** start **
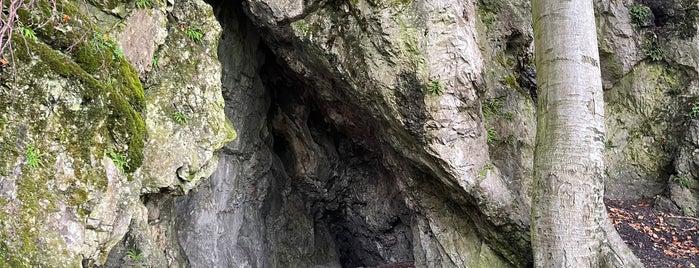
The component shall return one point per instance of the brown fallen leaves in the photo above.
(659, 239)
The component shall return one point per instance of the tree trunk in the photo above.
(569, 220)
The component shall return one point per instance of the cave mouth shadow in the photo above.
(348, 191)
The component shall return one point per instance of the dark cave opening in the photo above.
(348, 190)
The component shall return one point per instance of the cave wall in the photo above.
(369, 132)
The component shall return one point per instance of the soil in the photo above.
(659, 236)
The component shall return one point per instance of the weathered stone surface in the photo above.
(371, 132)
(76, 152)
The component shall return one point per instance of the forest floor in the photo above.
(657, 236)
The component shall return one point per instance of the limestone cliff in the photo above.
(369, 132)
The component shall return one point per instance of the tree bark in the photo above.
(570, 227)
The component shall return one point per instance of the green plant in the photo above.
(639, 13)
(102, 42)
(511, 82)
(492, 135)
(33, 157)
(141, 4)
(119, 160)
(488, 12)
(484, 171)
(156, 58)
(27, 32)
(693, 110)
(194, 33)
(652, 49)
(609, 145)
(492, 107)
(681, 180)
(134, 254)
(509, 140)
(509, 116)
(435, 88)
(179, 117)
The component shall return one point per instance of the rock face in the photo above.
(370, 133)
(84, 138)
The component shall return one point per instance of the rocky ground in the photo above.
(658, 235)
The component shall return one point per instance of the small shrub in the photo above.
(33, 157)
(195, 33)
(134, 255)
(27, 32)
(179, 117)
(156, 58)
(639, 13)
(492, 135)
(119, 160)
(652, 49)
(492, 107)
(484, 171)
(102, 42)
(509, 140)
(609, 145)
(682, 181)
(693, 110)
(435, 88)
(142, 4)
(509, 116)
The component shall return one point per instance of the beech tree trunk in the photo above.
(570, 227)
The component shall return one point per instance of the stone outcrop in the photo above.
(370, 133)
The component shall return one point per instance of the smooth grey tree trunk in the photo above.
(570, 227)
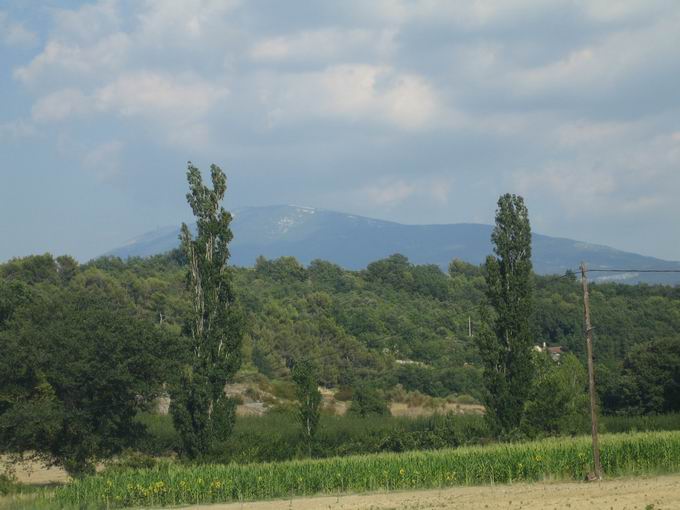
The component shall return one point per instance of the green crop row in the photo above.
(560, 458)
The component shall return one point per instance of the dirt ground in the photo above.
(31, 472)
(658, 493)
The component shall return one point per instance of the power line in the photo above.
(633, 270)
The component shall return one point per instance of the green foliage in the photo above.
(558, 402)
(505, 342)
(308, 395)
(655, 367)
(77, 364)
(170, 485)
(201, 412)
(367, 401)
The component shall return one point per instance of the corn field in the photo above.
(560, 458)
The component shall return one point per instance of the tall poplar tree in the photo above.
(201, 412)
(309, 397)
(505, 341)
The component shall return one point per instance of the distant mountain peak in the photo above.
(353, 242)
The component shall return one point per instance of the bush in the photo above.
(366, 401)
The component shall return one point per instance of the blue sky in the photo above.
(413, 111)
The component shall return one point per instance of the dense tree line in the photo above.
(85, 347)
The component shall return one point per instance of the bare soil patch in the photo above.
(35, 473)
(657, 493)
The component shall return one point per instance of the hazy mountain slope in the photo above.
(355, 241)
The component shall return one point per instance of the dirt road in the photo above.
(658, 493)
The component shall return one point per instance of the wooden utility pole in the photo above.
(591, 372)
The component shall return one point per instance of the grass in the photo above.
(560, 458)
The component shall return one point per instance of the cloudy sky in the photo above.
(413, 111)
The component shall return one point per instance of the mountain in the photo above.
(355, 241)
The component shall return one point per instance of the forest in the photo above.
(92, 345)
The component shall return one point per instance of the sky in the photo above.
(411, 111)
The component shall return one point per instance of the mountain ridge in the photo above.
(353, 241)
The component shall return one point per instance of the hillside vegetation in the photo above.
(393, 323)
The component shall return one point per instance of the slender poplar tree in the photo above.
(505, 341)
(309, 397)
(201, 411)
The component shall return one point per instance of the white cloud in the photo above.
(603, 66)
(355, 92)
(160, 96)
(104, 160)
(60, 105)
(15, 129)
(326, 44)
(64, 62)
(388, 193)
(173, 23)
(13, 33)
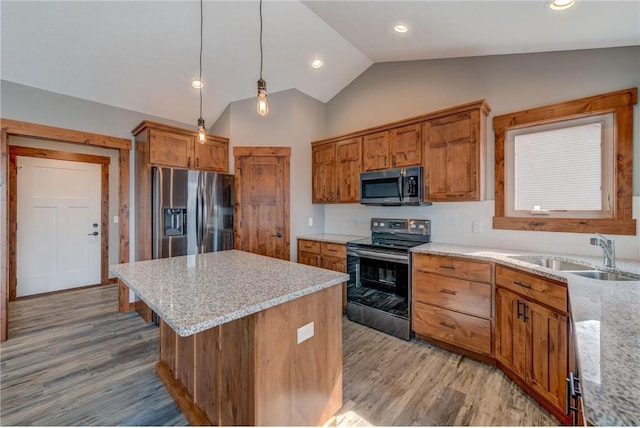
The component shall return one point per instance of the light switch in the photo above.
(305, 332)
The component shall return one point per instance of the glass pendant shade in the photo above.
(262, 106)
(202, 131)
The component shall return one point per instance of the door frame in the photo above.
(19, 128)
(14, 152)
(284, 152)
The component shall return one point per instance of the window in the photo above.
(567, 167)
(561, 169)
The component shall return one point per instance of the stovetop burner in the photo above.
(395, 234)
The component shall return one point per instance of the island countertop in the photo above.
(198, 292)
(606, 328)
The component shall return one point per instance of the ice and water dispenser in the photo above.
(175, 222)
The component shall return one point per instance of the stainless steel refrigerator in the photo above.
(192, 212)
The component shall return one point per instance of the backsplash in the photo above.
(453, 222)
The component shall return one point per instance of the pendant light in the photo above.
(262, 106)
(202, 130)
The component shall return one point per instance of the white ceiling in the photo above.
(142, 55)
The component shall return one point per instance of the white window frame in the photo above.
(607, 167)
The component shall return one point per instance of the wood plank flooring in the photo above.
(72, 359)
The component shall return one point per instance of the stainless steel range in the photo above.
(379, 267)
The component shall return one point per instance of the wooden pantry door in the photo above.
(262, 200)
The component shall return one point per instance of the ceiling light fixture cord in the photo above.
(262, 106)
(261, 51)
(202, 130)
(201, 39)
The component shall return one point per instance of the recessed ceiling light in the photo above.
(561, 4)
(401, 28)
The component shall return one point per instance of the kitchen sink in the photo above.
(552, 263)
(604, 276)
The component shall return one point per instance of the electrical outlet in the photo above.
(305, 332)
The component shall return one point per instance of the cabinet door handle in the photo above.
(522, 284)
(445, 324)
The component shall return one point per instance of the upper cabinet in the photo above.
(177, 147)
(454, 155)
(449, 144)
(396, 148)
(336, 170)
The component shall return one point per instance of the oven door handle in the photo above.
(397, 258)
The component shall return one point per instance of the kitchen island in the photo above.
(245, 339)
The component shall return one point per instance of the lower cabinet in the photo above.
(532, 336)
(327, 255)
(451, 302)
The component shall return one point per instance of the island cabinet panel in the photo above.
(259, 370)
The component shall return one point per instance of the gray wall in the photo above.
(295, 119)
(509, 83)
(391, 91)
(29, 104)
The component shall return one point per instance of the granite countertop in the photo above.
(606, 321)
(195, 293)
(336, 238)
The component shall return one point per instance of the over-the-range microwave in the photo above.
(402, 186)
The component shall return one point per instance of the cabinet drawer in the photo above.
(309, 246)
(459, 295)
(458, 329)
(544, 291)
(334, 250)
(453, 267)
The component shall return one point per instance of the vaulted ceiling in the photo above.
(142, 55)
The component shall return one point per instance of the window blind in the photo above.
(559, 169)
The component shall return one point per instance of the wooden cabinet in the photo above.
(454, 155)
(449, 144)
(163, 145)
(395, 148)
(170, 146)
(336, 170)
(532, 335)
(327, 255)
(452, 302)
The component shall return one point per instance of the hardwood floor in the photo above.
(72, 359)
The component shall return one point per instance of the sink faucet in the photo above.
(608, 247)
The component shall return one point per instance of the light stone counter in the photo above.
(606, 320)
(335, 238)
(195, 293)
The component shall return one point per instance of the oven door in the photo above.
(378, 292)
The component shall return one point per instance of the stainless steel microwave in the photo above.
(392, 187)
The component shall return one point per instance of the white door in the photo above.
** end **
▸ **DIRECTIVE**: Set down nothing but the lines from the one with "The component shall return one point per instance of the vaulted" through the end of the records, keeping each line exactly as written and including both ends.

▸ **EXERCISE RESPONSE**:
The component shall return one point per instance of the vaulted ceiling in the photo above.
(142, 55)
The component shall return one point per instance of the window blind in the photo above.
(559, 169)
The component shall return one point per instance of the wooden cabinet in the photo above.
(454, 155)
(449, 144)
(163, 145)
(395, 148)
(170, 146)
(336, 170)
(532, 335)
(327, 255)
(452, 302)
The component shall return one point per instance of the hardwood floor in the photo above.
(72, 359)
The component shall return one point per instance of the sink faucet in the photo above.
(608, 247)
The component shall return one point per instance of the light stone counter in the photo above.
(606, 320)
(335, 238)
(195, 293)
The component shall return one point per instance of the oven door in the photo above.
(378, 292)
The component shall return one point per instance of the stainless steel microwave in the photo above.
(392, 187)
The component shall return one point per instance of the white door in the photo above.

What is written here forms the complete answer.